**Task description**: Please copy the records below, from the line holding "Where can the beige" through the end of the records (both ends included), and replace "beige carpet floor" with "tan carpet floor" while leaving everything else unchanged.

**Input**:
^^^^^^^^

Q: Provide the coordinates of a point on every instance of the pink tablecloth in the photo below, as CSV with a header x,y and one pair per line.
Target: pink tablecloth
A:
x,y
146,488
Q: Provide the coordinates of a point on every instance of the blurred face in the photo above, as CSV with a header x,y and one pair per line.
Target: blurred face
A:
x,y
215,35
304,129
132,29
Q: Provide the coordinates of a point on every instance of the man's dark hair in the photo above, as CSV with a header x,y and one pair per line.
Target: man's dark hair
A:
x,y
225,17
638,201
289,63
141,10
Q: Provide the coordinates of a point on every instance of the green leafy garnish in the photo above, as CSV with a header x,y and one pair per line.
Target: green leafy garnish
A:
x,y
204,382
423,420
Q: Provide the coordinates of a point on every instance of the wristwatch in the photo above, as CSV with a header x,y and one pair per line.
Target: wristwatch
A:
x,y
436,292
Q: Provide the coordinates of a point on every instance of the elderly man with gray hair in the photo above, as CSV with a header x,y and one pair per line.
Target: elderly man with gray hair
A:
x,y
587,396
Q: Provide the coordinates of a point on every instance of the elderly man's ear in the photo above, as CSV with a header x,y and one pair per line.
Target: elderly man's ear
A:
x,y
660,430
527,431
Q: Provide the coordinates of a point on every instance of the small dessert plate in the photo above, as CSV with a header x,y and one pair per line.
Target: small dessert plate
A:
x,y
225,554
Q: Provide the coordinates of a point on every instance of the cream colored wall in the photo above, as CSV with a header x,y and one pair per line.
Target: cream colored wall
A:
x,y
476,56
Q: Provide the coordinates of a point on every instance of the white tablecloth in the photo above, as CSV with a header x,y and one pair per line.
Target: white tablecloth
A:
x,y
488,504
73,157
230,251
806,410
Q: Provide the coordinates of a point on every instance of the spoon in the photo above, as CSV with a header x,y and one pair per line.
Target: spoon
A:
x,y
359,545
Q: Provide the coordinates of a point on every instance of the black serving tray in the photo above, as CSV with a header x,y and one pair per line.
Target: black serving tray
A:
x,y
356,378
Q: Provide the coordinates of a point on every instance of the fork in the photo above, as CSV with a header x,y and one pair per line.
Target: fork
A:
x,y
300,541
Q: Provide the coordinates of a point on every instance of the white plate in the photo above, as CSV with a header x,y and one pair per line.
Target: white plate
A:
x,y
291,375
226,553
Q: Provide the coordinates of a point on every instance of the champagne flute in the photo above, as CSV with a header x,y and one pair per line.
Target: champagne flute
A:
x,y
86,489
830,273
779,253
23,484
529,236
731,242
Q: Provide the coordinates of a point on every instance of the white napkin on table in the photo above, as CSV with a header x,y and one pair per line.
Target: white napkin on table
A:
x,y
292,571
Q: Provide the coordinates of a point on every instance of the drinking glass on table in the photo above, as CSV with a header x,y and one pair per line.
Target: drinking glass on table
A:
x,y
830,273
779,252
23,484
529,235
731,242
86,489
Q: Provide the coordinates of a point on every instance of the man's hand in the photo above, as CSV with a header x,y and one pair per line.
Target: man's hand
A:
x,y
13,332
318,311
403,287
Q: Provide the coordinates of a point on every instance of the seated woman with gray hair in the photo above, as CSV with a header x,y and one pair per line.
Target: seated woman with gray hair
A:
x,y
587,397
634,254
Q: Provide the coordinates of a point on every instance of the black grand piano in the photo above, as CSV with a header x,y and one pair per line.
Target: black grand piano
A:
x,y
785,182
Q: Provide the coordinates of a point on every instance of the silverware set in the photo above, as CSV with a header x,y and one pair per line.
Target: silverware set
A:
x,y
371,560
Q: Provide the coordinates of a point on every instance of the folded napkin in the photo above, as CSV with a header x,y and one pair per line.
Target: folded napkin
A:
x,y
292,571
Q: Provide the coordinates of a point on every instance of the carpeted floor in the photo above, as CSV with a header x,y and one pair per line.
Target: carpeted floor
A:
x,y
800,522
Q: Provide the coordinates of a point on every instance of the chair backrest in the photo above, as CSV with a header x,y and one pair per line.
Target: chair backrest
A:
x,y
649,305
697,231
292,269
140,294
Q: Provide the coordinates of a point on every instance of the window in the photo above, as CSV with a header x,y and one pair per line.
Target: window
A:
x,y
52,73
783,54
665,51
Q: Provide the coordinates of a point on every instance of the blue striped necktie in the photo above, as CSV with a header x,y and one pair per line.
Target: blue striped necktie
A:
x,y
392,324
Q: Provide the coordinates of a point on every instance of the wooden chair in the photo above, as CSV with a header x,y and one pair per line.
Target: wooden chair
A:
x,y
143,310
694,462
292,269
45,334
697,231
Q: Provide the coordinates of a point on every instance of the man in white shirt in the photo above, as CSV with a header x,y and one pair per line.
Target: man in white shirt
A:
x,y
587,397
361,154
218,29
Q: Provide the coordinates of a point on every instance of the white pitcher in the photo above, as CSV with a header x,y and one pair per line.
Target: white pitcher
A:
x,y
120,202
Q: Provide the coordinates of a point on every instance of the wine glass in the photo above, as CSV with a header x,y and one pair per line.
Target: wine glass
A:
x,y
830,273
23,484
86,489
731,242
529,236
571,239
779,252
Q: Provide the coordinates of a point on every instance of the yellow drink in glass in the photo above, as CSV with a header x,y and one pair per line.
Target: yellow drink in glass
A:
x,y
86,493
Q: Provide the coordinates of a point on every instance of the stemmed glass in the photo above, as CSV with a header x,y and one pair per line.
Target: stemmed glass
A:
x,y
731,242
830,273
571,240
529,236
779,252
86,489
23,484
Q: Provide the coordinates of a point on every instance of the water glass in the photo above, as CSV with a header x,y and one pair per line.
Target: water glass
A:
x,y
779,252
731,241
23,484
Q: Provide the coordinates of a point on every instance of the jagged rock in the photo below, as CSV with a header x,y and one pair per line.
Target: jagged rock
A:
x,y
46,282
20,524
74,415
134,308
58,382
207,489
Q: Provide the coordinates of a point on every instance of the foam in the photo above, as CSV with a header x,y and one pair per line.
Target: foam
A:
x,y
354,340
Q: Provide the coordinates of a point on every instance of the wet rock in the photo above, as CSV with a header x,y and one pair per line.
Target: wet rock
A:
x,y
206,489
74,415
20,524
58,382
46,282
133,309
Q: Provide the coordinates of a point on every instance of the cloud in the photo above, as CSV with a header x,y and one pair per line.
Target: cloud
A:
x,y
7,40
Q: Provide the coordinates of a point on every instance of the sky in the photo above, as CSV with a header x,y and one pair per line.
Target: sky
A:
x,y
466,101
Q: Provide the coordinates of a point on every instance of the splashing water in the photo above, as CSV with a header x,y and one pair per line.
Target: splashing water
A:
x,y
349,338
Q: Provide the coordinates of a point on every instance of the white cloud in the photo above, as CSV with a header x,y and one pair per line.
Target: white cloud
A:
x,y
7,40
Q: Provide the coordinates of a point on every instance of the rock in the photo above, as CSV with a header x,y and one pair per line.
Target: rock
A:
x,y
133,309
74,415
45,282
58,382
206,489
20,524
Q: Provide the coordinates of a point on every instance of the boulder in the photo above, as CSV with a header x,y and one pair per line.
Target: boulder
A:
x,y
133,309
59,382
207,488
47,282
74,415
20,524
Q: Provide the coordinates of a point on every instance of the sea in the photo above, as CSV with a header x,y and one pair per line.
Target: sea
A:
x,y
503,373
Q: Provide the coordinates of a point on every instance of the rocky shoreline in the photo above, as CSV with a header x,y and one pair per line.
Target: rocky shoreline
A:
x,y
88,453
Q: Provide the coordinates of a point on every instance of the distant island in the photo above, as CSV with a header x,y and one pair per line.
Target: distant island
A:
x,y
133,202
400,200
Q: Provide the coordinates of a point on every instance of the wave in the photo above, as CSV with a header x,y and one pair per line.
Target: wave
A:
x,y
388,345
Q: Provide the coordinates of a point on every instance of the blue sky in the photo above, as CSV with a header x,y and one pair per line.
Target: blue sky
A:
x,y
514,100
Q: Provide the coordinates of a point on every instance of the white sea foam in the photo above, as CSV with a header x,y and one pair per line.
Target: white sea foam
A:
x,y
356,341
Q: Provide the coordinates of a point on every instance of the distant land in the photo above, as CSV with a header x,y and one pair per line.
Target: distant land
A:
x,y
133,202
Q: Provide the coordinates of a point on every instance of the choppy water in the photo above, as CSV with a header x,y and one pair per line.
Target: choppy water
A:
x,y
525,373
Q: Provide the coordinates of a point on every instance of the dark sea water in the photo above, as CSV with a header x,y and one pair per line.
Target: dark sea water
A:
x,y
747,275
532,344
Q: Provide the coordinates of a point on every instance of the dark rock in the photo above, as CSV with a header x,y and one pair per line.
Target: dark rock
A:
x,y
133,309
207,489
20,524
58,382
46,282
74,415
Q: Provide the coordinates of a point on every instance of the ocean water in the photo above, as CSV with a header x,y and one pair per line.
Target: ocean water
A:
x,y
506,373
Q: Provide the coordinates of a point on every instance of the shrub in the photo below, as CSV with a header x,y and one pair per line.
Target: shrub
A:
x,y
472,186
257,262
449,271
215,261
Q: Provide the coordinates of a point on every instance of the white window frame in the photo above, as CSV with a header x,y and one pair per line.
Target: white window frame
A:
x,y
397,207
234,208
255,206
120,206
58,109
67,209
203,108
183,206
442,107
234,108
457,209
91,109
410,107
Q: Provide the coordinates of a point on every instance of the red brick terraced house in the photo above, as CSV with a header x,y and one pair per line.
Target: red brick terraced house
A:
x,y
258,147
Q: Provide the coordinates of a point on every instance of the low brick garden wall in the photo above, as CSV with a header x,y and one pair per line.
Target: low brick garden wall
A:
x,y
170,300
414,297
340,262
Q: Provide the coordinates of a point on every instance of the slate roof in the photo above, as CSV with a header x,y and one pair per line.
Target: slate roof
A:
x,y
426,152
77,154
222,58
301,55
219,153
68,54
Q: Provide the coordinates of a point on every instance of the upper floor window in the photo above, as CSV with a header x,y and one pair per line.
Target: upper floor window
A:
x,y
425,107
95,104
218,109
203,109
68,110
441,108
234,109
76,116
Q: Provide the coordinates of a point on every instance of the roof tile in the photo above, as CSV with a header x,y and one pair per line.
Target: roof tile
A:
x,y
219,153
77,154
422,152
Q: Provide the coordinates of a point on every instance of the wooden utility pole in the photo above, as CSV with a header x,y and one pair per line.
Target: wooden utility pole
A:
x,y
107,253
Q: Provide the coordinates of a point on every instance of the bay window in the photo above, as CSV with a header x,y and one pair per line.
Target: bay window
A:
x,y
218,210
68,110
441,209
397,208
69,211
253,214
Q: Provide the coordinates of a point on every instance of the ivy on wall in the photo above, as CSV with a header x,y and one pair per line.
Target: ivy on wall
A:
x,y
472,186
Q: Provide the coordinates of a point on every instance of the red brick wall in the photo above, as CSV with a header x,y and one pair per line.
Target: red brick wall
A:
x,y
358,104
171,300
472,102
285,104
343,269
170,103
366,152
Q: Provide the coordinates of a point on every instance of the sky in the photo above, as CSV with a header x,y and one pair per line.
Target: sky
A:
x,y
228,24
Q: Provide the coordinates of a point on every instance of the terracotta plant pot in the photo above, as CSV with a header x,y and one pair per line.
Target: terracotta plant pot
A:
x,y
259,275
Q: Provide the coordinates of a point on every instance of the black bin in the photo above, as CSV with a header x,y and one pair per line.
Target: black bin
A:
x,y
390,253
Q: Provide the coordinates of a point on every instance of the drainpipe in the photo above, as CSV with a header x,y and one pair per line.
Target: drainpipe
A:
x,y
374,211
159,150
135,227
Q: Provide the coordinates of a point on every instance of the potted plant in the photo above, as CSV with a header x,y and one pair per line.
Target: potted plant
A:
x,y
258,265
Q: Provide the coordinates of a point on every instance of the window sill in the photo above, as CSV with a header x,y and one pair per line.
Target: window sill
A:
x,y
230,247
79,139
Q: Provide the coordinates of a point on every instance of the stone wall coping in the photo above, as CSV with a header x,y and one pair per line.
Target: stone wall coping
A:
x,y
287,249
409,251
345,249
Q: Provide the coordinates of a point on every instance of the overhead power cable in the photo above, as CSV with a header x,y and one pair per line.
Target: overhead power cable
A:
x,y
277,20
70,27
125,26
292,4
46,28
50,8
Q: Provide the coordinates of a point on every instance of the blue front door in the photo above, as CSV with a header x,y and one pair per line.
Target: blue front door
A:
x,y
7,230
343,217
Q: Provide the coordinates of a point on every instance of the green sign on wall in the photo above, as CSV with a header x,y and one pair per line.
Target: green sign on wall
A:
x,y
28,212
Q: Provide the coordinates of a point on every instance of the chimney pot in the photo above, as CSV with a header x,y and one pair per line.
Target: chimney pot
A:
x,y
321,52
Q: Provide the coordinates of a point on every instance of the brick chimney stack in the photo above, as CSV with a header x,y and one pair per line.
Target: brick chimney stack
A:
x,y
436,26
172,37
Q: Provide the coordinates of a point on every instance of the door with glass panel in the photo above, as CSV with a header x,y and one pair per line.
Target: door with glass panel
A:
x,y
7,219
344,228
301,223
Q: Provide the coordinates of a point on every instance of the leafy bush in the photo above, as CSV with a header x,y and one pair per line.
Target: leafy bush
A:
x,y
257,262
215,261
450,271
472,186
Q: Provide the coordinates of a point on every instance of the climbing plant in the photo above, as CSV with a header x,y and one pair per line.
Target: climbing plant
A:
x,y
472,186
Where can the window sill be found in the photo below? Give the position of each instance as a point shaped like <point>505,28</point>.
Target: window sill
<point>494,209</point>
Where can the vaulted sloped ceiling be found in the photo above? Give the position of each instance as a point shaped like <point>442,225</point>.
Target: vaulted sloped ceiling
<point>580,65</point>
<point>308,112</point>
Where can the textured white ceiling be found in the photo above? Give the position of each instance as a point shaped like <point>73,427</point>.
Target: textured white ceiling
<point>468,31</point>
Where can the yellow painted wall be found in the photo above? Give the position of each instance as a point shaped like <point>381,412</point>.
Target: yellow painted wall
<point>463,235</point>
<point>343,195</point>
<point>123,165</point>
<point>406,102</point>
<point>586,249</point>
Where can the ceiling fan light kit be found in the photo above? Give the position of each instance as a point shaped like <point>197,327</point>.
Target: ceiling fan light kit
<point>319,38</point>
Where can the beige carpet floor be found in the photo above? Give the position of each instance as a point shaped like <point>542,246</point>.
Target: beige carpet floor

^^^^^^^^

**Answer for the task**:
Where can the tan carpet floor be found in the photo above? Give the position of each instance as a point shaped like <point>542,246</point>.
Target: tan carpet floor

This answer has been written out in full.